**Challenge**
Rewrite the lines starting at the one containing "Pin each instance of the bare tree in the photo below" and continuing through the end of the lines below. Replace "single point" with "single marker", change nothing else, and leave the pictures out.

**Supplied data**

^^^^^^^^

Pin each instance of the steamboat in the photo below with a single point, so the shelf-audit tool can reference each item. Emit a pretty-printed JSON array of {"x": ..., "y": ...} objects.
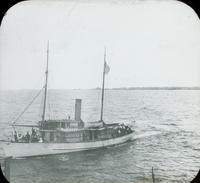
[{"x": 66, "y": 135}]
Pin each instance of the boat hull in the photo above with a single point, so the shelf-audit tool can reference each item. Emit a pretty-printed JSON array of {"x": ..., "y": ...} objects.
[{"x": 16, "y": 150}]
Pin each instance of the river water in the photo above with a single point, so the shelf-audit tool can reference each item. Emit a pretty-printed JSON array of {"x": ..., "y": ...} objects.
[{"x": 167, "y": 136}]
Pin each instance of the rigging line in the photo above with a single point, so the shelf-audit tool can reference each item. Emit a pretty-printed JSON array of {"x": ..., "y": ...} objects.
[{"x": 27, "y": 106}]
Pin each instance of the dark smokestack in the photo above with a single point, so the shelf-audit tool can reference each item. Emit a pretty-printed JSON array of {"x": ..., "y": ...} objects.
[{"x": 78, "y": 110}]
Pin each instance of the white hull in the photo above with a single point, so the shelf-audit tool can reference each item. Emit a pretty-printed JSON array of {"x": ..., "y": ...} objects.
[{"x": 41, "y": 149}]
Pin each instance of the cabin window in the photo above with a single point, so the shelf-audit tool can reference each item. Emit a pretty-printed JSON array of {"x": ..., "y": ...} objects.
[
  {"x": 63, "y": 125},
  {"x": 95, "y": 134},
  {"x": 51, "y": 136}
]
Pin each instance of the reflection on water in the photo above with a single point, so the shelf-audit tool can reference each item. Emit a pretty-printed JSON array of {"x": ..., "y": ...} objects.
[{"x": 166, "y": 136}]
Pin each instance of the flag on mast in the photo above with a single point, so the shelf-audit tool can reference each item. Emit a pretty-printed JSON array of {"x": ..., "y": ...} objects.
[{"x": 106, "y": 68}]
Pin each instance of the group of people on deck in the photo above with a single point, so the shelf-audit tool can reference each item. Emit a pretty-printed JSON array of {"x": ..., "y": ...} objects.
[{"x": 33, "y": 137}]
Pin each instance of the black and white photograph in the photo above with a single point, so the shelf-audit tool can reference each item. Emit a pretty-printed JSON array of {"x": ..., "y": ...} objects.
[{"x": 102, "y": 91}]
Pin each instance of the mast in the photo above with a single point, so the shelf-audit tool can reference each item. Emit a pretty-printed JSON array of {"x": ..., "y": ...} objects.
[
  {"x": 102, "y": 96},
  {"x": 45, "y": 87}
]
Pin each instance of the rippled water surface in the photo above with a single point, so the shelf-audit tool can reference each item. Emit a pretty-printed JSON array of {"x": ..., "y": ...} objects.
[{"x": 167, "y": 136}]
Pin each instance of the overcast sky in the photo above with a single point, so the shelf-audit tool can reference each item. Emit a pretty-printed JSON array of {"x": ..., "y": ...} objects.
[{"x": 148, "y": 43}]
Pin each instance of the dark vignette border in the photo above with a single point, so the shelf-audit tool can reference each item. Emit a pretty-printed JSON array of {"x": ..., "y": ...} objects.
[{"x": 6, "y": 4}]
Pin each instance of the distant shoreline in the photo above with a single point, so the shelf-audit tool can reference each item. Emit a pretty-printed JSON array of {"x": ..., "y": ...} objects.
[
  {"x": 121, "y": 88},
  {"x": 151, "y": 88}
]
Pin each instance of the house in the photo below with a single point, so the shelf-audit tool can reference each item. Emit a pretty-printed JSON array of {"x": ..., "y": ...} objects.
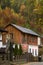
[
  {"x": 28, "y": 39},
  {"x": 1, "y": 37}
]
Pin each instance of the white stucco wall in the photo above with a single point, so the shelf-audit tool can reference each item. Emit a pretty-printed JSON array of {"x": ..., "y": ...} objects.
[
  {"x": 34, "y": 50},
  {"x": 39, "y": 41}
]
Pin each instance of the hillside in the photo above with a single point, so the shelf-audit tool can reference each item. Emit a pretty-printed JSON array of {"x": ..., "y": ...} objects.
[{"x": 27, "y": 13}]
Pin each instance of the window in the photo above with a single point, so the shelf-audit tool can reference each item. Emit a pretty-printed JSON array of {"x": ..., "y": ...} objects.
[
  {"x": 33, "y": 38},
  {"x": 32, "y": 51},
  {"x": 36, "y": 52},
  {"x": 11, "y": 34},
  {"x": 23, "y": 39},
  {"x": 0, "y": 37}
]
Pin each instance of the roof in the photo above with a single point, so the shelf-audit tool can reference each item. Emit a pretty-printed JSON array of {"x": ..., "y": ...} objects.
[
  {"x": 2, "y": 30},
  {"x": 24, "y": 30}
]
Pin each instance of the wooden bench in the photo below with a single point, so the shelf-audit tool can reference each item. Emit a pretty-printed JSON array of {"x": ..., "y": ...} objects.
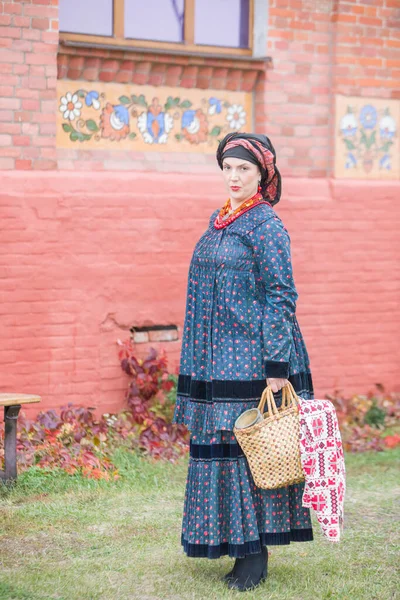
[{"x": 12, "y": 405}]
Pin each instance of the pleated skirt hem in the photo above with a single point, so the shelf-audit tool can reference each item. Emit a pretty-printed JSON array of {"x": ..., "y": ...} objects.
[{"x": 252, "y": 547}]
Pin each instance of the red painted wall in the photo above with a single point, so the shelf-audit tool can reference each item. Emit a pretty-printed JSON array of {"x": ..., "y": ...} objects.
[{"x": 84, "y": 257}]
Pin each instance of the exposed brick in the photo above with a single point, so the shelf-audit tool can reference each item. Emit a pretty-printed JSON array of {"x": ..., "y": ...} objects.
[
  {"x": 21, "y": 140},
  {"x": 12, "y": 8},
  {"x": 42, "y": 24}
]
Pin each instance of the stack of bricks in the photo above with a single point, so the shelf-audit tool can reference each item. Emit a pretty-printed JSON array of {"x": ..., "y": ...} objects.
[
  {"x": 141, "y": 69},
  {"x": 28, "y": 78}
]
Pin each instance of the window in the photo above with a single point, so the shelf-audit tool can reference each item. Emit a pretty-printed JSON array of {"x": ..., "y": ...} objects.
[{"x": 186, "y": 25}]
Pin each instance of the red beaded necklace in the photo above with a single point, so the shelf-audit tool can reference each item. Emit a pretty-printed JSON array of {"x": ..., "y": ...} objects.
[{"x": 226, "y": 216}]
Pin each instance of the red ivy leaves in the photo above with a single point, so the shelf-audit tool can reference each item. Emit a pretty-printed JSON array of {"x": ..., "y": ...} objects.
[
  {"x": 151, "y": 397},
  {"x": 368, "y": 422}
]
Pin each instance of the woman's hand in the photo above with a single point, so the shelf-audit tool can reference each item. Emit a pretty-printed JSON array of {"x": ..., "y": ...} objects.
[{"x": 276, "y": 384}]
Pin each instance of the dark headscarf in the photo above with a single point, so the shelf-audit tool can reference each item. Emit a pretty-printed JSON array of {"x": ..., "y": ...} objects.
[{"x": 258, "y": 150}]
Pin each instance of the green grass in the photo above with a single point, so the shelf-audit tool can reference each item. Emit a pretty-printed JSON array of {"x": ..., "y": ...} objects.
[{"x": 66, "y": 538}]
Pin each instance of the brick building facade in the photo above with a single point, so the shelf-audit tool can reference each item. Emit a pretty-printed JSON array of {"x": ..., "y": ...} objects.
[{"x": 96, "y": 238}]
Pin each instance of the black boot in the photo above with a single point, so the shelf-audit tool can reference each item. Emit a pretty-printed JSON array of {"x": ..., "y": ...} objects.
[
  {"x": 249, "y": 572},
  {"x": 232, "y": 573}
]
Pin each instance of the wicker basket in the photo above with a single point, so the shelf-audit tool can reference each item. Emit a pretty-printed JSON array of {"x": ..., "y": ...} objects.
[{"x": 272, "y": 446}]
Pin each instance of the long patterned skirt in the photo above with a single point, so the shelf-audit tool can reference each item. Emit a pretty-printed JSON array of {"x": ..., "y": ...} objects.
[{"x": 226, "y": 514}]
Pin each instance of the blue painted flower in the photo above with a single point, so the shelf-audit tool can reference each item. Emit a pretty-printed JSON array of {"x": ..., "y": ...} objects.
[
  {"x": 155, "y": 124},
  {"x": 122, "y": 114},
  {"x": 92, "y": 99},
  {"x": 368, "y": 116},
  {"x": 385, "y": 163},
  {"x": 195, "y": 126},
  {"x": 351, "y": 161},
  {"x": 214, "y": 106},
  {"x": 114, "y": 122}
]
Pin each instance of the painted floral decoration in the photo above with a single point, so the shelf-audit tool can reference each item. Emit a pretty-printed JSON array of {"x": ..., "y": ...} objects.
[
  {"x": 348, "y": 124},
  {"x": 387, "y": 126},
  {"x": 368, "y": 116},
  {"x": 154, "y": 121},
  {"x": 70, "y": 106},
  {"x": 195, "y": 126},
  {"x": 215, "y": 106},
  {"x": 92, "y": 99},
  {"x": 368, "y": 140},
  {"x": 114, "y": 122}
]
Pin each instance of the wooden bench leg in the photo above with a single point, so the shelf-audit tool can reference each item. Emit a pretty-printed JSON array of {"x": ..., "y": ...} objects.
[{"x": 10, "y": 442}]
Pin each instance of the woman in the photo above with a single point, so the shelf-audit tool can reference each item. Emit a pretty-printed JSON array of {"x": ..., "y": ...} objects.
[{"x": 240, "y": 333}]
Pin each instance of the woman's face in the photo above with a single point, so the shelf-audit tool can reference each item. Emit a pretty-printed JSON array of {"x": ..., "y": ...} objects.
[{"x": 241, "y": 178}]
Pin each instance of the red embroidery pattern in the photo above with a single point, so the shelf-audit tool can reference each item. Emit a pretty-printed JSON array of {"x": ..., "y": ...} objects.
[{"x": 322, "y": 459}]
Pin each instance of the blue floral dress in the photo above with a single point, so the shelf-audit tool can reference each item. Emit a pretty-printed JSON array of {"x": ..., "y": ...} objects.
[{"x": 240, "y": 327}]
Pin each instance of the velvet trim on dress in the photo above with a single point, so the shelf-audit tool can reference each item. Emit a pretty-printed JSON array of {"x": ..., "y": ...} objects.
[{"x": 254, "y": 547}]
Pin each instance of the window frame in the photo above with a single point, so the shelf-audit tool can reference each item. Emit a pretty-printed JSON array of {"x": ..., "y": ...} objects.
[{"x": 188, "y": 45}]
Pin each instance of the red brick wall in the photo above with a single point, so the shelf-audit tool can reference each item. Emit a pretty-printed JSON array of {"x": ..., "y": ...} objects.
[
  {"x": 84, "y": 258},
  {"x": 319, "y": 48},
  {"x": 28, "y": 78}
]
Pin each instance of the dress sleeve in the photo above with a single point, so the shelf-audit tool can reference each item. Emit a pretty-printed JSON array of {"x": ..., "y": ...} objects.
[{"x": 271, "y": 247}]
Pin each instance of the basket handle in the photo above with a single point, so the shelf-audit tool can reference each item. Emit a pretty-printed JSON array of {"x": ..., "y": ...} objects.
[
  {"x": 289, "y": 397},
  {"x": 268, "y": 396}
]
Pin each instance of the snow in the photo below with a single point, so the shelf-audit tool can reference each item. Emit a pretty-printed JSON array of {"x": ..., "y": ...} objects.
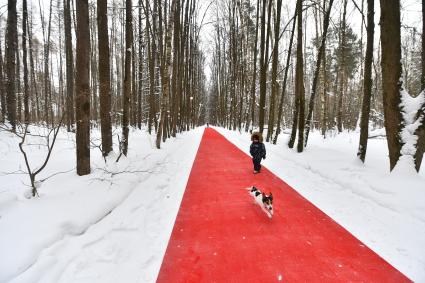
[
  {"x": 114, "y": 224},
  {"x": 386, "y": 211},
  {"x": 109, "y": 226}
]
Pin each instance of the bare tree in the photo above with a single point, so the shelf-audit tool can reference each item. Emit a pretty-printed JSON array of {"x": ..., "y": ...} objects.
[
  {"x": 25, "y": 63},
  {"x": 104, "y": 77},
  {"x": 391, "y": 74},
  {"x": 420, "y": 132},
  {"x": 82, "y": 79},
  {"x": 32, "y": 173},
  {"x": 127, "y": 74},
  {"x": 69, "y": 66},
  {"x": 11, "y": 47},
  {"x": 316, "y": 72},
  {"x": 367, "y": 87}
]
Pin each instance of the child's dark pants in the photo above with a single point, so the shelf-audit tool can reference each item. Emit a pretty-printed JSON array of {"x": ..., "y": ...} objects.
[{"x": 257, "y": 164}]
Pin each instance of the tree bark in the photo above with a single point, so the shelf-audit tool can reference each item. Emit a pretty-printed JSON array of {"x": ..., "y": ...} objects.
[
  {"x": 82, "y": 79},
  {"x": 342, "y": 68},
  {"x": 275, "y": 85},
  {"x": 10, "y": 53},
  {"x": 69, "y": 67},
  {"x": 391, "y": 74},
  {"x": 254, "y": 73},
  {"x": 420, "y": 132},
  {"x": 316, "y": 72},
  {"x": 299, "y": 80},
  {"x": 25, "y": 62},
  {"x": 104, "y": 77},
  {"x": 285, "y": 78},
  {"x": 2, "y": 89},
  {"x": 263, "y": 67},
  {"x": 367, "y": 84},
  {"x": 127, "y": 75}
]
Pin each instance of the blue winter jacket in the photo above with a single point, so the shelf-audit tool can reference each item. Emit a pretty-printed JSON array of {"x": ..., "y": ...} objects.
[{"x": 257, "y": 150}]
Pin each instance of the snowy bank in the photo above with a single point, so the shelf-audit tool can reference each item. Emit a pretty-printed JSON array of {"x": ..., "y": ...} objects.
[
  {"x": 385, "y": 211},
  {"x": 110, "y": 226}
]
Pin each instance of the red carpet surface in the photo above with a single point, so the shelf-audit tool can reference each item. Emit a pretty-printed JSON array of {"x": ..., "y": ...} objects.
[{"x": 220, "y": 235}]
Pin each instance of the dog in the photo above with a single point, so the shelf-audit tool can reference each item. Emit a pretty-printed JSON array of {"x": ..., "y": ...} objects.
[{"x": 263, "y": 200}]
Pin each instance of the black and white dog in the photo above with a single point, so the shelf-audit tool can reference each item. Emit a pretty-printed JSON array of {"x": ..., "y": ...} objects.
[{"x": 263, "y": 200}]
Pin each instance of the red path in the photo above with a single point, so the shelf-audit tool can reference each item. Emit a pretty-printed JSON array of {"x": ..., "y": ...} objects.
[{"x": 221, "y": 236}]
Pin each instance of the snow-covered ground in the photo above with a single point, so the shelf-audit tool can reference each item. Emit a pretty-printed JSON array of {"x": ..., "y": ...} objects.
[
  {"x": 114, "y": 224},
  {"x": 385, "y": 211},
  {"x": 110, "y": 226}
]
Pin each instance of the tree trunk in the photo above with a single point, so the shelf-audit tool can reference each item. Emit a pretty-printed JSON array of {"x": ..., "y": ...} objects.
[
  {"x": 263, "y": 67},
  {"x": 69, "y": 67},
  {"x": 299, "y": 80},
  {"x": 2, "y": 89},
  {"x": 420, "y": 132},
  {"x": 166, "y": 62},
  {"x": 104, "y": 77},
  {"x": 342, "y": 69},
  {"x": 275, "y": 85},
  {"x": 127, "y": 74},
  {"x": 10, "y": 53},
  {"x": 391, "y": 74},
  {"x": 316, "y": 72},
  {"x": 141, "y": 58},
  {"x": 25, "y": 63},
  {"x": 367, "y": 84},
  {"x": 285, "y": 78},
  {"x": 82, "y": 79},
  {"x": 254, "y": 73}
]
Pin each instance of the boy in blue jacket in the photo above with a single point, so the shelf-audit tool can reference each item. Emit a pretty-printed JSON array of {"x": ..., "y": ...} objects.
[{"x": 257, "y": 151}]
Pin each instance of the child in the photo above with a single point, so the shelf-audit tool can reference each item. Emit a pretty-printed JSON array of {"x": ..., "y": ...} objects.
[{"x": 257, "y": 150}]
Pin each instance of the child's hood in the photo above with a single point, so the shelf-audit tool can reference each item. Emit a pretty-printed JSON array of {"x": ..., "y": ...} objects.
[{"x": 257, "y": 135}]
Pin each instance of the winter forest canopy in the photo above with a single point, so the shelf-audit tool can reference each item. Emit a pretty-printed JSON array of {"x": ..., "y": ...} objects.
[{"x": 278, "y": 66}]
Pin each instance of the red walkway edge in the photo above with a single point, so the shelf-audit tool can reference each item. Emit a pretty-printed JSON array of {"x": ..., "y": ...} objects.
[{"x": 221, "y": 236}]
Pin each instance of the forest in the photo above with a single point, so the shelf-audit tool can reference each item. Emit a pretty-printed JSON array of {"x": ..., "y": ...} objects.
[
  {"x": 273, "y": 67},
  {"x": 212, "y": 141}
]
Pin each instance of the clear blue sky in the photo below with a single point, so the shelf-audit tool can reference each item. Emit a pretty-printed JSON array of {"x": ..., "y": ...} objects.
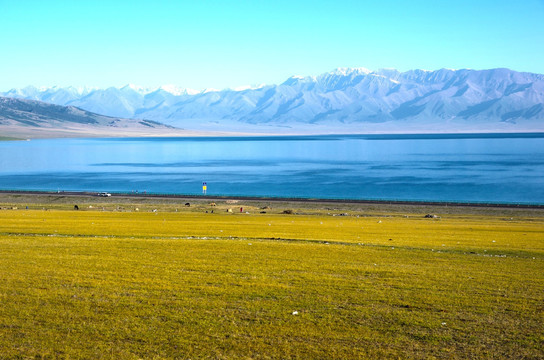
[{"x": 208, "y": 43}]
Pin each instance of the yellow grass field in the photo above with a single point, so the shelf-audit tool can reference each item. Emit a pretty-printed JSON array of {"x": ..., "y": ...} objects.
[{"x": 182, "y": 283}]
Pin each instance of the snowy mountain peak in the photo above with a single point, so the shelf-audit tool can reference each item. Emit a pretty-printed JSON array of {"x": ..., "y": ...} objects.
[
  {"x": 177, "y": 90},
  {"x": 344, "y": 71},
  {"x": 346, "y": 98}
]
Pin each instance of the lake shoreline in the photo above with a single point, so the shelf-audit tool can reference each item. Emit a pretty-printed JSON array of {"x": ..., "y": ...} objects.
[{"x": 301, "y": 201}]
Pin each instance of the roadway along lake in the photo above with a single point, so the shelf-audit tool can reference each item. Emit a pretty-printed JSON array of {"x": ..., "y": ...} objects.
[{"x": 473, "y": 168}]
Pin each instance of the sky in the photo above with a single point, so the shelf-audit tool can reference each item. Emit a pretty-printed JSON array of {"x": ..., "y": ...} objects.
[{"x": 220, "y": 44}]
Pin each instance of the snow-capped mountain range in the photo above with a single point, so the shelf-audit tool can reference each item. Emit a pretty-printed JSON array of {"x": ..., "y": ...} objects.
[{"x": 345, "y": 100}]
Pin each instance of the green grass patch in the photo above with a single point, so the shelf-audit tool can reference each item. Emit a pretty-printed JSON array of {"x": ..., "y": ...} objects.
[{"x": 186, "y": 284}]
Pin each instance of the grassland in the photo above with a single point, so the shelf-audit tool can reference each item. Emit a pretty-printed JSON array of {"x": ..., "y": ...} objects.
[{"x": 155, "y": 279}]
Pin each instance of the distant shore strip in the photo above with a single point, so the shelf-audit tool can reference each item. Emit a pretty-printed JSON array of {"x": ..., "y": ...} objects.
[{"x": 278, "y": 199}]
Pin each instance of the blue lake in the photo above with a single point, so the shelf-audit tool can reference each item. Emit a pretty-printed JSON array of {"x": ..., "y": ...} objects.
[{"x": 461, "y": 168}]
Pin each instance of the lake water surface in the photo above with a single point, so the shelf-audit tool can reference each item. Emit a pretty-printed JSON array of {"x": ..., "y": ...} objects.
[{"x": 460, "y": 168}]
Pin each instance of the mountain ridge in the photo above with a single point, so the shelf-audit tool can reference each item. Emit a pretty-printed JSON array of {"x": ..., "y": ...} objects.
[{"x": 343, "y": 100}]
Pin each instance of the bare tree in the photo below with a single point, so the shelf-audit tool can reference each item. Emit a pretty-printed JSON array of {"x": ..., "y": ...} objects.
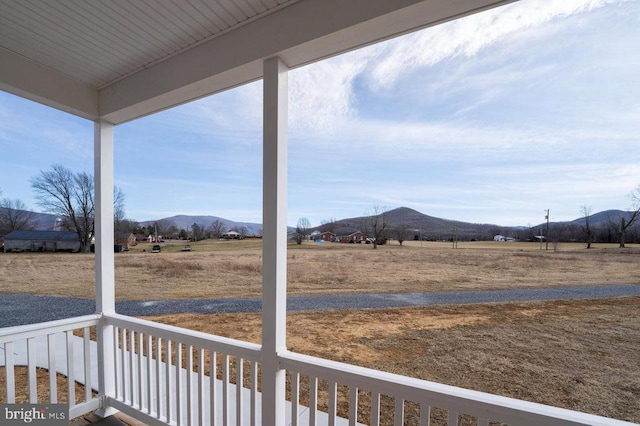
[
  {"x": 71, "y": 196},
  {"x": 376, "y": 225},
  {"x": 217, "y": 229},
  {"x": 196, "y": 232},
  {"x": 587, "y": 232},
  {"x": 120, "y": 224},
  {"x": 627, "y": 220},
  {"x": 302, "y": 229},
  {"x": 403, "y": 232},
  {"x": 15, "y": 216}
]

^^^^^^^^

**Result of this exercise**
Pin each instance of the bare tree in the photo below with a single marker, so the shelf-audit tool can reference each item. Emit a pretty-printed JSON array of {"x": ..., "y": ...} objects.
[
  {"x": 71, "y": 196},
  {"x": 376, "y": 225},
  {"x": 217, "y": 229},
  {"x": 196, "y": 232},
  {"x": 587, "y": 232},
  {"x": 120, "y": 224},
  {"x": 627, "y": 220},
  {"x": 302, "y": 229},
  {"x": 403, "y": 232},
  {"x": 15, "y": 216}
]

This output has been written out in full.